### Given text
Golf club shafts must meet the requirements of the United States Golf Association Rules of Golf to be considered “legal” for tournament play. The USGA Rules require in Appendix II, Rule 4-lb, that the shaft be “so designed and manufactured that at any point along its length:
(i) it bends in such a way that the deflection is the same regardless of how the shaft is rotated about its longitudinal axis; and
(ii) it twists the same amount in both directions.
This Rule is believed to be the reason that golf club shafts are currently of circular cross section. Since golf club shafts have previously been believed to require circular cross sections, there has been little opportunity to make golf club shafts more aerodynamic. Another reason golf club shafts are not made more aerodynamic is believed to be an underestimation of the amount of drag created by the shaft when a golf club is swung.
Thus, a need exists for an improved golf club shaft that conforms to the Rules of Golf and is more aerodynamic than current golf club shafts. In particular, a need exists for an improved golf club shaft that allows the golf club to be swung faster by the player with the same or less effort to create more power, and longer shots.
These and other objects of the present invention will be more readily apparent when considered in reference to the following description and when taken in conjunction with the accompanying drawings.
SUMMARY OF THE INVENTION
The present invention relates to an improved aerodynamic golf club shaft. The improved aerodynamic golf club shaft comprises a tube that has an exterior with a non-circular cross section.
The golf club shaft may have an elliptical exterior cross section in one preferred embodiment. The golf club shaft of several embodiments of the present invention is based on the following principle. The shaft has a leading edge that is on the half of the shaft aligned with the face of the golf club and a trailing edge on the half of the shaft aligned with the back of the clubhead. At least a portion of the leading edge of the shaft has a smaller radius of curvature than the leading edge of an equivalently sized conventional shaft having a circular cross section.

### Source data
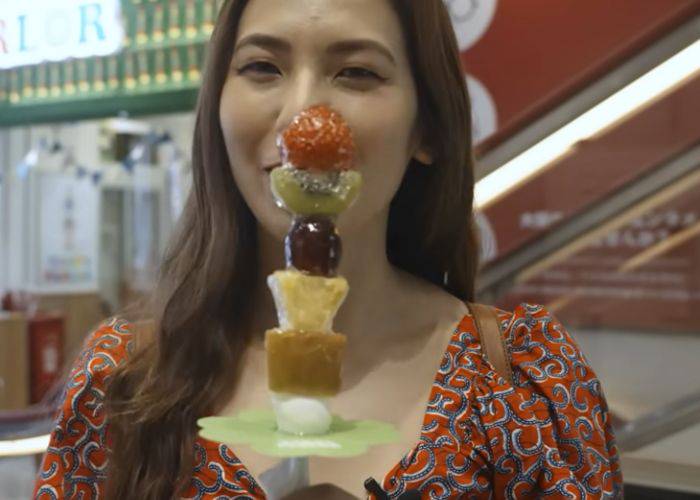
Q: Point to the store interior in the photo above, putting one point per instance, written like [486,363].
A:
[587,145]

### What to work on
Write out the golf club shaft text word for word, beginning at the words "The golf club shaft may" and stopping after "a circular cross section.". Rely only on the golf club shaft text, not on the material.

### Answer to this problem
The golf club shaft may have an elliptical exterior cross section in one preferred embodiment. The golf club shaft of several embodiments of the present invention is based on the following principle. The shaft has a leading edge that is on the half of the shaft aligned with the face of the golf club and a trailing edge on the half of the shaft aligned with the back of the clubhead. At least a portion of the leading edge of the shaft has a smaller radius of curvature than the leading edge of an equivalently sized conventional shaft having a circular cross section.